### Text
Document Type

Poster

Publication Date

9-28-2018

Abstract

BACKGROUND: Nephrology attracts fewer medical graduates despite the growing care and workforce demand. Interventional Nephrology could re-foster interest in this subspecialty. Percutaneous kidney biopsy (PKB) is the most common procedure and should be adequately taught through simulation training according to ACGME requirements. We initiated a PKB simulation training program and we designed a two-year study in order to examine its effect on the confidence level, the procedural competence and the satisfaction with this training of Nephrology fellows compared to historical controls (fellows trained on PKBs before the initiation of the program).

METHODS: All fellows were consented and trained at UNM’s simulation center (BATCAVE) with a renal biopsy ultrasound training model (CAE Healthcare Blue PhantomTM). Participants demographics and previous PKB experience was collected. Pre-assigned readings, online videos and hands-on practice on the simulation model were utilized as educational strategies. Performance of the trainee during each one-hour session was graded by the use of an evaluation form specifically designed for PKBs. Pre-and post-simulation surveys evaluated the participants’ confidence level quantitatively. All participants completed the satisfaction with PKB simulation experience scale (PKB-SSE).

### Data for analysis

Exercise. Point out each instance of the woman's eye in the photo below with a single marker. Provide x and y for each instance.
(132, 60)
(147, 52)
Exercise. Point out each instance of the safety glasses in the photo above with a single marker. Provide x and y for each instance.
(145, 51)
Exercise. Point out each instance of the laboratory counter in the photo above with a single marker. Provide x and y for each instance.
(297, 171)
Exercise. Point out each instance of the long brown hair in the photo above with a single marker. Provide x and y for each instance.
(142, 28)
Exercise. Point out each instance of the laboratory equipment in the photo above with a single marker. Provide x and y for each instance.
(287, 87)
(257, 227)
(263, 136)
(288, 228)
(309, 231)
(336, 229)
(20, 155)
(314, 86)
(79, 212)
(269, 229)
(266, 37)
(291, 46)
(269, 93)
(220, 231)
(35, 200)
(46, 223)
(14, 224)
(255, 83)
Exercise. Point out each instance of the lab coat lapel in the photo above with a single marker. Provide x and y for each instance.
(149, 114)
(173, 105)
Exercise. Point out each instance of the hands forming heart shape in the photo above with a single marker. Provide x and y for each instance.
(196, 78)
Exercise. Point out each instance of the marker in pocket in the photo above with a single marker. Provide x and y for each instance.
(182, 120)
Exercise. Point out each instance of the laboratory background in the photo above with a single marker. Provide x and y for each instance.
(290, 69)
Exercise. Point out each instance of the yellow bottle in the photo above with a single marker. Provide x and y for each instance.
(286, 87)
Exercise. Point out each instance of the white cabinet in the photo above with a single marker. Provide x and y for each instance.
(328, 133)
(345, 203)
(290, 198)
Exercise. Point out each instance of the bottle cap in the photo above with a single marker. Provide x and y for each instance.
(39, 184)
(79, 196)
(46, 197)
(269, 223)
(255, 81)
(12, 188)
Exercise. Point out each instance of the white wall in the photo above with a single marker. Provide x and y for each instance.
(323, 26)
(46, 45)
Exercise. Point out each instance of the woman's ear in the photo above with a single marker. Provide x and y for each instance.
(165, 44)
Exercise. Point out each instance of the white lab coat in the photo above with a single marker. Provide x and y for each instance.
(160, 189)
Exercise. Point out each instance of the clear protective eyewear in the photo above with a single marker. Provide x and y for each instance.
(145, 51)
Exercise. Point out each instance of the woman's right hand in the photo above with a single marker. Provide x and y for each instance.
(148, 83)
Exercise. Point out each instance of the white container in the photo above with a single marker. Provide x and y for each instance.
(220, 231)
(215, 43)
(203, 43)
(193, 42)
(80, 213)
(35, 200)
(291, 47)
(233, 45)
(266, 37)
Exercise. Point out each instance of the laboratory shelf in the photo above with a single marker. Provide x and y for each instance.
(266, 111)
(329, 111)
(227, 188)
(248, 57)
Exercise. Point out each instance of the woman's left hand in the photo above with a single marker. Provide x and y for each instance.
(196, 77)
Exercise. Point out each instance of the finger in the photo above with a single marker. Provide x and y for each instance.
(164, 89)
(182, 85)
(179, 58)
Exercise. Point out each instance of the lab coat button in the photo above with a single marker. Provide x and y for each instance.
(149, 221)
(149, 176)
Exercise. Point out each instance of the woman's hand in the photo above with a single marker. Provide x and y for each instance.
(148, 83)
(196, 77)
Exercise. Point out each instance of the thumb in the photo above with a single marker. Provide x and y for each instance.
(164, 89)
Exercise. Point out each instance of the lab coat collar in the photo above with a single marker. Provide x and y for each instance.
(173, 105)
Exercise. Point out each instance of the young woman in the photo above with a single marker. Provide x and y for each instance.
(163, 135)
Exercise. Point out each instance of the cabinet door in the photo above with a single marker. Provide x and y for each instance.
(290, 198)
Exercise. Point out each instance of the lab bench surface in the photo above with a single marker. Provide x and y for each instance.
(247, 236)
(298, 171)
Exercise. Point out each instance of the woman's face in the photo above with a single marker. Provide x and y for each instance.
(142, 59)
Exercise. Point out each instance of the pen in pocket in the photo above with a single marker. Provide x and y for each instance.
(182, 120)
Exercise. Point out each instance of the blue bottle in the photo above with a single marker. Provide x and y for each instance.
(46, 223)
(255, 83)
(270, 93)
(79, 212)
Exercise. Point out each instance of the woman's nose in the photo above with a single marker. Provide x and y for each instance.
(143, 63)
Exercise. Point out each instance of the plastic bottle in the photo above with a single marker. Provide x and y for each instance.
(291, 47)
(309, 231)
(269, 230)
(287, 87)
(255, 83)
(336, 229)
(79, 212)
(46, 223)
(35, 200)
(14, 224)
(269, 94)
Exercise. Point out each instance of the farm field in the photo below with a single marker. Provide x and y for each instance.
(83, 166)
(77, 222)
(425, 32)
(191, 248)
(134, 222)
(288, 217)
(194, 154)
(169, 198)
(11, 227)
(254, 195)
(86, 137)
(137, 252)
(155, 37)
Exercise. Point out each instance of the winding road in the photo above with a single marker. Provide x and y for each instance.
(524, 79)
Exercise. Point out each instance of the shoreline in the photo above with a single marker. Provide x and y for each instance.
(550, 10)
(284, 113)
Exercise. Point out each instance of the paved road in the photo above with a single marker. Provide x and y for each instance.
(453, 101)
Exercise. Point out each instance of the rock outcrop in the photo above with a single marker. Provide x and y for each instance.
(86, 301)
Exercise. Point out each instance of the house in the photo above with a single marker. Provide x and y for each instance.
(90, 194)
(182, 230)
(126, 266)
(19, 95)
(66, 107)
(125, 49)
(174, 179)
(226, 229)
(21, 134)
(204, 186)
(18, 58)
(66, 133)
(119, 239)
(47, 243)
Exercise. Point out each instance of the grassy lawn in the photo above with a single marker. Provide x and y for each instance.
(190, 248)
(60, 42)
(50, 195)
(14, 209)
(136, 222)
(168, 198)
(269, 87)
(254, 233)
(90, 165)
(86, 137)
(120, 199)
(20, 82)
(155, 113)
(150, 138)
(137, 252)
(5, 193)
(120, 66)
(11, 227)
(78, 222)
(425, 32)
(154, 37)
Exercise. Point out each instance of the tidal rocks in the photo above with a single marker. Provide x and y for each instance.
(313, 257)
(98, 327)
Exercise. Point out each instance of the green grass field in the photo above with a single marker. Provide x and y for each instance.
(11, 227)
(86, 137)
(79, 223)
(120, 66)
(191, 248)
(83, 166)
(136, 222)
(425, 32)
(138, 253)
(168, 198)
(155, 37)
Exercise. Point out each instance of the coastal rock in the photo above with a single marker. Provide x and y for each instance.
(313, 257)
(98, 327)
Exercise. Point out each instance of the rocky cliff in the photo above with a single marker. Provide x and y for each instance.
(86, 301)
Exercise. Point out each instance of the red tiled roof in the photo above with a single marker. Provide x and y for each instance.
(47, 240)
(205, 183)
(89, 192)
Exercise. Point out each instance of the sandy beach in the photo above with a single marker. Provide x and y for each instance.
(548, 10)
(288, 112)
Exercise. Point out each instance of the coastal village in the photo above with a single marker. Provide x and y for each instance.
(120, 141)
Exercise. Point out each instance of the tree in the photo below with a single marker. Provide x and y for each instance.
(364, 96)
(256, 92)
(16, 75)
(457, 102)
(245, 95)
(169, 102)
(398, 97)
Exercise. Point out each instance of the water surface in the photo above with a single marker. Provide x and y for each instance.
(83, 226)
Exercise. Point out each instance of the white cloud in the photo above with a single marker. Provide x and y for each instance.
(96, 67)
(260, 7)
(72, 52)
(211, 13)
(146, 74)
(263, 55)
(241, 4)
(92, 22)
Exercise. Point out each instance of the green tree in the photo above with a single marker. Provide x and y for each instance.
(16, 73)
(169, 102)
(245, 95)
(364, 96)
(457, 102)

### Instructions
(a) Rewrite the abstract between "METHODS: All fellows" and "experience scale (PKB-SSE).", inclusive, with "hands-on practice" replaced by "supervised practice".
(b) Name every educational strategy that the abstract says the training used.
(c) Translate this sentence from the abstract into Spanish: "Percutaneous kidney biopsy (PKB) is the most common procedure and should be adequately taught through simulation training according to ACGME requirements."

### Results for each task
(a)
METHODS: All fellows were consented and trained at UNM’s simulation center (BATCAVE) with a renal biopsy ultrasound training model (CAE Healthcare Blue PhantomTM). Participants demographics and previous PKB experience was collected. Pre-assigned readings, online videos and supervised practice on the simulation model were utilized as educational strategies. Performance of the trainee during each one-hour session was graded by the use of an evaluation form specifically designed for PKBs. Pre-and post-simulation surveys evaluated the participants’ confidence level quantitatively. All participants completed the satisfaction with PKB simulation experience scale (PKB-SSE).

(b)
- Pre-assigned readings
- Online videos
- Hands-on practice on the simulation model

(c) La biopsia renal percutánea (PKB) es el procedimiento más común y debería enseñarse adecuadamente mediante entrenamiento con simulación, de acuerdo con los requisitos del ACGME.